→ **Problem**
In each of the rows below, substitute "image" for every occurrence of "photo" and leave all other text unchanged.

→ **Supplied information**
┄┄┄┄┄┄
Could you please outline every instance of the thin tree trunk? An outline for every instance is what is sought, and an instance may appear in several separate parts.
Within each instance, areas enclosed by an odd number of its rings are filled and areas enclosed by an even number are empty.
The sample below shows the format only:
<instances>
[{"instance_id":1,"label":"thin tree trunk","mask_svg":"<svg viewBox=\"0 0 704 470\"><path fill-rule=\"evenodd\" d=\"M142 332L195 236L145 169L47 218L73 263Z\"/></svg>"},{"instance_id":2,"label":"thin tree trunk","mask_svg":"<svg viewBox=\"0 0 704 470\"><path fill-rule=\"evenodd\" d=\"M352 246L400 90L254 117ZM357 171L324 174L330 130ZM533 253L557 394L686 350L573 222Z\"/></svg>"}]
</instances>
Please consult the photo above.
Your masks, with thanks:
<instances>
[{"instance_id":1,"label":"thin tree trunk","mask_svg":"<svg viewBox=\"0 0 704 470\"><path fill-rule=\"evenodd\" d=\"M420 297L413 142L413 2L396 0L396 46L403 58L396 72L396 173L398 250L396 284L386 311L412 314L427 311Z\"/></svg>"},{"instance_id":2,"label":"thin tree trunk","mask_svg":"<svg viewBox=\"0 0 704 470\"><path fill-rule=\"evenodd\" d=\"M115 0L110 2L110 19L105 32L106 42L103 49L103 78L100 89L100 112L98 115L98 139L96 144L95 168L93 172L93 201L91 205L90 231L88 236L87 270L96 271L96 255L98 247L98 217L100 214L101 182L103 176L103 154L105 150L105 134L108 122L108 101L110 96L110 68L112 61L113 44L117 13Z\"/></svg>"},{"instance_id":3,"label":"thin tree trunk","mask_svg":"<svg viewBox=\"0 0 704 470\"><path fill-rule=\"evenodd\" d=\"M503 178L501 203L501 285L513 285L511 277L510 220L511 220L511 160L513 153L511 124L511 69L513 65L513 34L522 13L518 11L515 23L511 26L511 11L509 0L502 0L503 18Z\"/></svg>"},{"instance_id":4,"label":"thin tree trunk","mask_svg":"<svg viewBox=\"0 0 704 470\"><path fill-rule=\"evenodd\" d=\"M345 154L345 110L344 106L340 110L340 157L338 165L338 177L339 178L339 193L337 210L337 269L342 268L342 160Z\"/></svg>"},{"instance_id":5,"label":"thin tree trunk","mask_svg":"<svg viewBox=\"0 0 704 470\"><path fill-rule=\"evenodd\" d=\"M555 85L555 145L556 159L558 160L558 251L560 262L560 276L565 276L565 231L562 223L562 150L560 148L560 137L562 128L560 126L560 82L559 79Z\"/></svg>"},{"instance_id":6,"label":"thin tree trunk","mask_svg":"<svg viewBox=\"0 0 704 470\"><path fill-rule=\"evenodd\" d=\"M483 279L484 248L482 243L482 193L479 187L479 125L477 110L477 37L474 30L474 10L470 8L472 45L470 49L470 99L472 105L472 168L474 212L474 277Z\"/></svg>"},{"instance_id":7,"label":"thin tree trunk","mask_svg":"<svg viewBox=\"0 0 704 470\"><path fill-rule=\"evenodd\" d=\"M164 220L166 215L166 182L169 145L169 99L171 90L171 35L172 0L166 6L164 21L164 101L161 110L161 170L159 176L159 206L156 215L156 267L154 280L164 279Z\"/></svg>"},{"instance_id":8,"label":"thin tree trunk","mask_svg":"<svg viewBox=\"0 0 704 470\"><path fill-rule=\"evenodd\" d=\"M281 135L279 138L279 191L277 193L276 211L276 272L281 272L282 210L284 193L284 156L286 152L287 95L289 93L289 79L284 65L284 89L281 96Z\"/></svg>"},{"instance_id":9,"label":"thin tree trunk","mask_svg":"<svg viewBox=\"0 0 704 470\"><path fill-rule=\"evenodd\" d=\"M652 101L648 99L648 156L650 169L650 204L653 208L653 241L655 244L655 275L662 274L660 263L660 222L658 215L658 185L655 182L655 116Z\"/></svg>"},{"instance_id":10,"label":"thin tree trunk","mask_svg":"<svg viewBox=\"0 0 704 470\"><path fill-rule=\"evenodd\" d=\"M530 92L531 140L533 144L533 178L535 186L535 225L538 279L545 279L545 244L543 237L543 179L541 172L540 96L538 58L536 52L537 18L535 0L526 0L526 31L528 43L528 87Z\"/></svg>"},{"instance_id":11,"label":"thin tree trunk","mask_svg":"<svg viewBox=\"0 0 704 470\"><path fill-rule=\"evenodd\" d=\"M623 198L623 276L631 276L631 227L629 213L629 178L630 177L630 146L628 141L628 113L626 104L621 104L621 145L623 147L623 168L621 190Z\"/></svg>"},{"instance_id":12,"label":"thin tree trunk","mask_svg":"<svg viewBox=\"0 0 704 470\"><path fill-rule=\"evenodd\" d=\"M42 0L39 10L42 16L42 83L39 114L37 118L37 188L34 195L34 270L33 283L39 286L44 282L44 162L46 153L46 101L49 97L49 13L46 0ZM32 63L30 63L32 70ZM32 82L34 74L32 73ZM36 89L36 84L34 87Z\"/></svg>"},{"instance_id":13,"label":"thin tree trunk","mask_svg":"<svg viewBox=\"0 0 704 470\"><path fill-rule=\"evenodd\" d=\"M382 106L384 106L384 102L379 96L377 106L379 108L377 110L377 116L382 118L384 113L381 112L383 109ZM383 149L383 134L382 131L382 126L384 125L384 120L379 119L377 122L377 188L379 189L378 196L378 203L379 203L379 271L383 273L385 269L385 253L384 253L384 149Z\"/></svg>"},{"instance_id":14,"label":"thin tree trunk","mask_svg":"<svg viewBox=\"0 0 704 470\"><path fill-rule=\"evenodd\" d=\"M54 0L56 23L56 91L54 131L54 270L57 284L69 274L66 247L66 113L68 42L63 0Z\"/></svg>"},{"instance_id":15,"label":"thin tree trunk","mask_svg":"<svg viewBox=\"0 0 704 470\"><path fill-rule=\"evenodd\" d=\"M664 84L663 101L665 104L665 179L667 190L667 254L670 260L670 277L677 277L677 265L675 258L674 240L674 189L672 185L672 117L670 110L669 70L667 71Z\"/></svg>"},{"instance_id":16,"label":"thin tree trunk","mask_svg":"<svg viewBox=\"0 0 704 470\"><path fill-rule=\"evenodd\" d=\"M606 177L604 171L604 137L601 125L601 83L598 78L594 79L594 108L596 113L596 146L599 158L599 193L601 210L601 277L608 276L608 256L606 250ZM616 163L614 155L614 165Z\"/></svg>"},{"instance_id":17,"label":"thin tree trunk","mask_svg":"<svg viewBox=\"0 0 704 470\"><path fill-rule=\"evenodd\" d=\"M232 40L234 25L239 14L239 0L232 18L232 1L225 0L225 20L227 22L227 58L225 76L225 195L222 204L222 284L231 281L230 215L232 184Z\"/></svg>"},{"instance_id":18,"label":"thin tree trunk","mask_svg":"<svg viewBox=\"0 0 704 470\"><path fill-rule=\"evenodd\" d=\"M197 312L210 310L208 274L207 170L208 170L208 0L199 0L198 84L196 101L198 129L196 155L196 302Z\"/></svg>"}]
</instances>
┄┄┄┄┄┄
→ **Result**
Could you please outline every instance of the thin tree trunk? An outline for every instance is what is sought, and an instance may appear in several separate parts.
Within each instance, areas enclosed by an odd number of its rings are filled and areas enclosed by an even number are empty.
The sample below shows the format only:
<instances>
[{"instance_id":1,"label":"thin tree trunk","mask_svg":"<svg viewBox=\"0 0 704 470\"><path fill-rule=\"evenodd\" d=\"M142 332L195 236L145 169L47 218L73 263Z\"/></svg>"},{"instance_id":2,"label":"thin tree trunk","mask_svg":"<svg viewBox=\"0 0 704 470\"><path fill-rule=\"evenodd\" d=\"M352 246L400 90L254 117ZM357 171L324 174L330 130ZM533 253L557 394L686 350L573 222Z\"/></svg>"}]
</instances>
Please consult the image above.
Your masks, with thanks:
<instances>
[{"instance_id":1,"label":"thin tree trunk","mask_svg":"<svg viewBox=\"0 0 704 470\"><path fill-rule=\"evenodd\" d=\"M420 297L413 142L413 2L396 0L396 46L403 58L396 72L396 173L398 250L396 284L386 311L412 314L427 311Z\"/></svg>"},{"instance_id":2,"label":"thin tree trunk","mask_svg":"<svg viewBox=\"0 0 704 470\"><path fill-rule=\"evenodd\" d=\"M115 0L110 2L110 19L105 32L106 42L103 49L103 78L100 89L100 112L98 115L98 139L96 144L95 168L93 172L93 201L91 205L90 231L88 236L87 270L96 271L96 255L98 247L98 217L100 214L101 182L103 176L103 154L105 150L105 134L108 122L108 101L110 96L110 68L112 61L113 44L117 13Z\"/></svg>"},{"instance_id":3,"label":"thin tree trunk","mask_svg":"<svg viewBox=\"0 0 704 470\"><path fill-rule=\"evenodd\" d=\"M503 178L501 203L501 285L513 285L511 277L510 220L511 220L511 160L513 153L511 124L511 69L513 65L513 34L522 13L518 11L515 23L511 26L511 11L509 0L502 0L503 18Z\"/></svg>"},{"instance_id":4,"label":"thin tree trunk","mask_svg":"<svg viewBox=\"0 0 704 470\"><path fill-rule=\"evenodd\" d=\"M345 154L345 110L344 106L340 110L340 157L338 165L338 177L339 178L339 193L337 210L337 269L342 268L342 160Z\"/></svg>"},{"instance_id":5,"label":"thin tree trunk","mask_svg":"<svg viewBox=\"0 0 704 470\"><path fill-rule=\"evenodd\" d=\"M555 85L555 145L556 159L558 160L558 251L560 262L560 276L565 276L565 231L562 223L562 150L560 148L560 137L562 128L560 126L560 82L559 79Z\"/></svg>"},{"instance_id":6,"label":"thin tree trunk","mask_svg":"<svg viewBox=\"0 0 704 470\"><path fill-rule=\"evenodd\" d=\"M483 279L484 248L482 243L482 193L479 187L479 125L477 110L477 37L474 30L474 10L470 8L472 45L470 49L470 99L472 105L472 168L474 212L474 277Z\"/></svg>"},{"instance_id":7,"label":"thin tree trunk","mask_svg":"<svg viewBox=\"0 0 704 470\"><path fill-rule=\"evenodd\" d=\"M164 220L166 215L166 182L169 145L169 99L171 90L171 35L172 0L166 6L164 21L164 101L161 110L161 170L159 176L159 206L156 215L156 267L154 280L164 279Z\"/></svg>"},{"instance_id":8,"label":"thin tree trunk","mask_svg":"<svg viewBox=\"0 0 704 470\"><path fill-rule=\"evenodd\" d=\"M281 135L279 138L279 191L277 193L276 211L276 272L281 272L282 210L284 193L284 156L286 152L287 95L289 93L289 79L284 65L284 89L281 96Z\"/></svg>"},{"instance_id":9,"label":"thin tree trunk","mask_svg":"<svg viewBox=\"0 0 704 470\"><path fill-rule=\"evenodd\" d=\"M652 101L648 99L648 156L650 169L650 204L653 208L653 241L655 244L655 275L662 274L660 263L660 222L658 215L658 185L655 182L655 116Z\"/></svg>"},{"instance_id":10,"label":"thin tree trunk","mask_svg":"<svg viewBox=\"0 0 704 470\"><path fill-rule=\"evenodd\" d=\"M530 92L531 140L533 144L533 178L535 186L535 225L538 279L545 279L545 244L543 237L543 179L541 172L540 96L538 58L536 52L537 18L535 0L526 0L526 31L528 43L528 87Z\"/></svg>"},{"instance_id":11,"label":"thin tree trunk","mask_svg":"<svg viewBox=\"0 0 704 470\"><path fill-rule=\"evenodd\" d=\"M623 198L623 276L631 276L631 227L629 213L629 178L630 177L630 146L628 141L628 113L626 104L621 104L621 145L623 147L623 168L621 190Z\"/></svg>"},{"instance_id":12,"label":"thin tree trunk","mask_svg":"<svg viewBox=\"0 0 704 470\"><path fill-rule=\"evenodd\" d=\"M42 0L39 10L42 16L42 83L39 114L37 118L37 188L34 195L34 270L33 283L39 286L44 282L44 162L46 153L46 101L49 97L49 13L46 0ZM32 63L30 63L32 70ZM32 82L34 74L32 73ZM36 89L36 84L34 87Z\"/></svg>"},{"instance_id":13,"label":"thin tree trunk","mask_svg":"<svg viewBox=\"0 0 704 470\"><path fill-rule=\"evenodd\" d=\"M382 106L384 106L384 102L379 96L377 106L379 108L377 110L377 116L382 118L384 113L381 112L383 109ZM383 149L383 134L382 131L382 126L384 125L384 120L379 119L377 122L377 188L379 189L378 196L378 203L379 203L379 271L383 273L385 269L385 253L384 253L384 149Z\"/></svg>"},{"instance_id":14,"label":"thin tree trunk","mask_svg":"<svg viewBox=\"0 0 704 470\"><path fill-rule=\"evenodd\" d=\"M54 0L56 23L56 91L54 131L54 270L57 284L69 274L66 247L66 113L68 42L63 0Z\"/></svg>"},{"instance_id":15,"label":"thin tree trunk","mask_svg":"<svg viewBox=\"0 0 704 470\"><path fill-rule=\"evenodd\" d=\"M664 84L663 101L665 104L665 179L667 190L667 254L670 260L670 277L677 277L677 265L675 258L674 240L674 189L672 185L672 117L670 110L669 70L667 71Z\"/></svg>"},{"instance_id":16,"label":"thin tree trunk","mask_svg":"<svg viewBox=\"0 0 704 470\"><path fill-rule=\"evenodd\" d=\"M606 177L604 171L604 137L601 125L601 83L598 78L594 79L594 108L596 113L596 146L599 158L599 193L601 210L601 277L608 276L608 256L606 250ZM616 163L614 155L614 165Z\"/></svg>"},{"instance_id":17,"label":"thin tree trunk","mask_svg":"<svg viewBox=\"0 0 704 470\"><path fill-rule=\"evenodd\" d=\"M232 40L234 25L239 14L239 0L232 18L232 1L225 0L225 20L227 22L227 58L225 76L225 195L222 204L222 284L231 281L230 215L232 184Z\"/></svg>"},{"instance_id":18,"label":"thin tree trunk","mask_svg":"<svg viewBox=\"0 0 704 470\"><path fill-rule=\"evenodd\" d=\"M197 312L210 310L208 274L207 170L208 170L208 0L199 0L198 84L196 101L198 129L196 155L196 302Z\"/></svg>"}]
</instances>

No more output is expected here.